[Data extracted from a collection]
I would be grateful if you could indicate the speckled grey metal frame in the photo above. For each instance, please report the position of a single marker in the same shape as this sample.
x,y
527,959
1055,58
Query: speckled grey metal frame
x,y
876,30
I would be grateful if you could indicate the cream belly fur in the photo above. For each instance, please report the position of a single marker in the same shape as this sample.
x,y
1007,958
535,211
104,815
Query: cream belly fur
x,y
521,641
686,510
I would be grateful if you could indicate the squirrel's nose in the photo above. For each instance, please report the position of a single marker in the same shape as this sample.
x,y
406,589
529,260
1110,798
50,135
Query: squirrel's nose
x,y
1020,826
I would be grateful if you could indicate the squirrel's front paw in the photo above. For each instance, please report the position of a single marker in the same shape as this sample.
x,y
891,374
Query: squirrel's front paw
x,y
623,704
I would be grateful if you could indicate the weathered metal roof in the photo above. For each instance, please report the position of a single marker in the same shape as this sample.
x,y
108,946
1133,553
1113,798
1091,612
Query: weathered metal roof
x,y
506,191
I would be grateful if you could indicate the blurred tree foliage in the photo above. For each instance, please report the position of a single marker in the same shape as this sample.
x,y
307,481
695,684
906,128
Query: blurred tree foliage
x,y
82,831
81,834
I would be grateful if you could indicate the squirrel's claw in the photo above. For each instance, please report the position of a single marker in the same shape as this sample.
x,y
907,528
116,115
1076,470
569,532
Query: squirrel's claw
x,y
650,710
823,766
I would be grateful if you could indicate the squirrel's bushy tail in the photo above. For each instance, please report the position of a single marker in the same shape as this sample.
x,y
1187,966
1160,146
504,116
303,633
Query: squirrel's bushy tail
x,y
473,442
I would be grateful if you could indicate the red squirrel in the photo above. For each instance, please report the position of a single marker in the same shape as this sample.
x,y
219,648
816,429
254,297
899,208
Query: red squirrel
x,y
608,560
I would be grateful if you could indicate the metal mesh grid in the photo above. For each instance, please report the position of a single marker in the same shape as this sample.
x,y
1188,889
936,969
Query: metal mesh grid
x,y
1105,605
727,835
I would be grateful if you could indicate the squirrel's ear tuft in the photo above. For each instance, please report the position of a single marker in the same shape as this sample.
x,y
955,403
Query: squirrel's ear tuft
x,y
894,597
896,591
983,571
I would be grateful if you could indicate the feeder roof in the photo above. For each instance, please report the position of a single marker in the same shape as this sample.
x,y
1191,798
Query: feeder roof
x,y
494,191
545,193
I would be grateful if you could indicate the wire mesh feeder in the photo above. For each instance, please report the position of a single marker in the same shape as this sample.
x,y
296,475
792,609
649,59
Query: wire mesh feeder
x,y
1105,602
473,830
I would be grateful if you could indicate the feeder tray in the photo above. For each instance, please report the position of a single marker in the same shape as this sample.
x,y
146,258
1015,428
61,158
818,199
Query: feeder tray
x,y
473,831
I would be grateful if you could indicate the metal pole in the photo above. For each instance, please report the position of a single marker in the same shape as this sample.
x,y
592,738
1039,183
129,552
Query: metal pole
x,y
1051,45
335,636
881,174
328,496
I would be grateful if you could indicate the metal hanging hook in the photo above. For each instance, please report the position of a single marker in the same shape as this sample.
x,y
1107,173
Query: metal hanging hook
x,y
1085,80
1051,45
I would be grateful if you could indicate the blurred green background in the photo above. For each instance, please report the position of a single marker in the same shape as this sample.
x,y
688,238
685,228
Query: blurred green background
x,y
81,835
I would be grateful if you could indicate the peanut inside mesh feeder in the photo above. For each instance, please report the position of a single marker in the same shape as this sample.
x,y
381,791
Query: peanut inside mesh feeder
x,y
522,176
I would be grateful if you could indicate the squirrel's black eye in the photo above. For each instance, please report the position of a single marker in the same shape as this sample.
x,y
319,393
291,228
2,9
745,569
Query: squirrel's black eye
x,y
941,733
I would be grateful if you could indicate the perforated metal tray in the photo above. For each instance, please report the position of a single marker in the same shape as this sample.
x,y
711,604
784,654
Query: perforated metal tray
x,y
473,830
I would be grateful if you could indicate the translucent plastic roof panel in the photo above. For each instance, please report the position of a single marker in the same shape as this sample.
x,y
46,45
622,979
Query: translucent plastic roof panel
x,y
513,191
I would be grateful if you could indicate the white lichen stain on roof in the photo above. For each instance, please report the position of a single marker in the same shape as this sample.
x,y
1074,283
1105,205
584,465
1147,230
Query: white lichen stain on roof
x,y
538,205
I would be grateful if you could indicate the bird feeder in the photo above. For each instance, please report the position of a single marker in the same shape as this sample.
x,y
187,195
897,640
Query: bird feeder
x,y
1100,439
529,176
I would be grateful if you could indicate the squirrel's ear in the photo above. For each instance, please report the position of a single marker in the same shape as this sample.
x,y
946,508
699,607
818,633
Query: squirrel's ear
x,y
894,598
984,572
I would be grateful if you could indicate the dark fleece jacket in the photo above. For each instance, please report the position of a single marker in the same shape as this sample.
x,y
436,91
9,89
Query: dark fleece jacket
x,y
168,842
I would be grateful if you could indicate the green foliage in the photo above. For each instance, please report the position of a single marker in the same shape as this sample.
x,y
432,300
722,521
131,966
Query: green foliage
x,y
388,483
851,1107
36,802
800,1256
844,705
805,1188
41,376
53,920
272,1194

*Task item*: Please copy out the data above exactly.

*Reply*:
I would be grateful if you could indicate the speckled grey metal frame in the photo above. For each instance, please report the position of a single marker in the same shape as this sample.
x,y
527,959
1055,58
Query: speckled grey metal frame
x,y
876,30
I would be grateful if you could indicate the cream belly fur in the photo above. For each instance, please report the position of a single marker in the same shape as this sample.
x,y
1007,958
535,211
104,815
Query: cream belly fur
x,y
521,641
686,510
I would be grateful if you could indicate the squirrel's nose in the photo above. For each instance, please report the position of a single marker in the same shape as this sample.
x,y
406,589
529,260
1110,798
50,135
Query: squirrel's nose
x,y
1020,826
I would be grateful if you could indicate the squirrel's front paw in the photo above. For each instance, please report the position of a single marker in the same shape as this sample.
x,y
891,374
Query: squirrel's front paw
x,y
623,704
I would be grateful if you could indicate the weathered metal roof in the photo above. For each instance, please report the position of a single marker in the same shape as this sample.
x,y
108,946
1133,553
1113,798
1091,612
Query: weathered metal roof
x,y
506,191
I would be grateful if you could indicate the blurred tree foliage in the photo above. For each instance, please report the position of a single marker in the same shape as this sample.
x,y
307,481
695,684
906,128
Query: blurred tree foliage
x,y
82,831
81,834
I would be grateful if you could indicate the squirrel's claw in the photo above. For each instance, please report the position of a single marker in the same shape as this sample.
x,y
907,528
116,115
1076,470
569,532
Query: squirrel's claw
x,y
650,710
823,766
I would be grateful if you could indicate the squirrel's bushy tail in the photo above. For each instance, please report the position of a single marker in the same shape as this sample.
x,y
1187,966
1160,146
504,116
303,633
Query: squirrel's bushy tail
x,y
473,442
I would be grateful if you could indicate the red squirrel in the photo above. For each instance, please report the position of a single marker in the same shape as this sample.
x,y
219,648
816,429
254,297
899,208
Query: red squirrel
x,y
608,560
I would be grateful if you could indicate the metal mesh grid in the photo above. For each instance, please report the position of a single marker in the same shape as this sample.
x,y
1188,889
936,969
Query: metal mesh grid
x,y
1105,605
727,835
I would be grateful if you could indicate the squirrel's ear tuft in the photo above. For each instance, please report the position of a single marker in the same shape as this sample.
x,y
955,403
Query: squirrel's ear tuft
x,y
894,597
896,591
983,571
I would be grateful if you could indicate the feeder roof in the photo above. For each instance, please report the position of a single marker in the same shape as this sample.
x,y
1191,798
Query: feeder roof
x,y
494,191
545,193
I would be grateful if you could indicate the wire mesh feeder in the photo above. For each instance, please report the position of a single marker in the same shape as this sample.
x,y
296,475
792,609
649,59
Query: wire mesh feeder
x,y
1105,602
473,830
I would be grateful if you could indicate the feeder tray in the photo above. For each instance, please report the position of a single marker in the same shape as this sample.
x,y
146,258
1015,428
61,158
818,199
Query: feeder tray
x,y
473,831
I would be grateful if you could indicate the metal pole in the photo above. For each instance, please report the position of a single marker in the same shape as this sample.
x,y
592,738
1039,183
129,552
Query: metal pole
x,y
1051,45
335,636
881,174
328,496
I would be grateful if you could indicate the metal hanging hook in the photo above. For each instance, please report the position of a single marker in the same shape as this sample.
x,y
1107,173
Query: metal hanging hook
x,y
1085,80
1051,45
I would be grateful if you could indicate the blurred green background in the photo above. For each instance, please report the position of a single marker in the same shape as this sample.
x,y
688,238
685,228
Query: blurred green background
x,y
81,835
I would be grateful if you could indicate the peanut inside mesh feeder in the photo above. For each instance, please report the position of a single marker in the same shape as this sample.
x,y
381,791
Query: peanut inside mesh feeder
x,y
522,176
I would be grateful if you could indicate the squirrel's black eye in the photo above. For each instance, please report the position of a single marker in the same shape as this sample.
x,y
319,393
291,228
2,9
745,569
Query: squirrel's black eye
x,y
941,733
I would be grateful if you could indicate the perforated metal tray in the photo above. For each instance, please report the position of a single marker in the same shape as this sample.
x,y
711,604
784,654
Query: perforated metal tray
x,y
473,830
I would be grateful if you could indicate the translucent plastic roof panel in the photo above. For each instance, please report the position of a single marker in the same shape as this sample.
x,y
46,45
622,979
Query: translucent plastic roof panel
x,y
513,191
I would be grateful if you could indicate the white lichen stain on roof in the photo above. For each instance, please report the position of a single marker in the same shape as this sample.
x,y
1074,283
1105,205
584,465
1147,230
Query: white lichen stain on roof
x,y
538,205
I would be grateful if you could indicate the bird feeder in the photo above. For each instance, please report the position of a single marker in the same shape as this sample.
x,y
187,195
897,640
Query: bird feeder
x,y
1100,439
529,176
I would be grateful if you could indicate the squirrel's ear in the photo above. For each instance, please report the position of a single marker in the same shape as this sample.
x,y
946,508
699,607
818,633
Query: squirrel's ear
x,y
894,598
984,572
I would be grateful if you could indicate the dark fleece jacket in the photo above. For each instance, please report the position of a single marker in the same shape as this sample.
x,y
436,91
9,89
Query: dark fleece jacket
x,y
168,842
I would be grateful if you could indicate the green foliage in the photo above. For each instance, please report the position of a single marker in the same shape as this sample.
x,y
432,300
722,521
131,966
Query: green foliage
x,y
388,483
851,1107
36,802
800,1256
844,705
805,1188
41,376
53,920
272,1194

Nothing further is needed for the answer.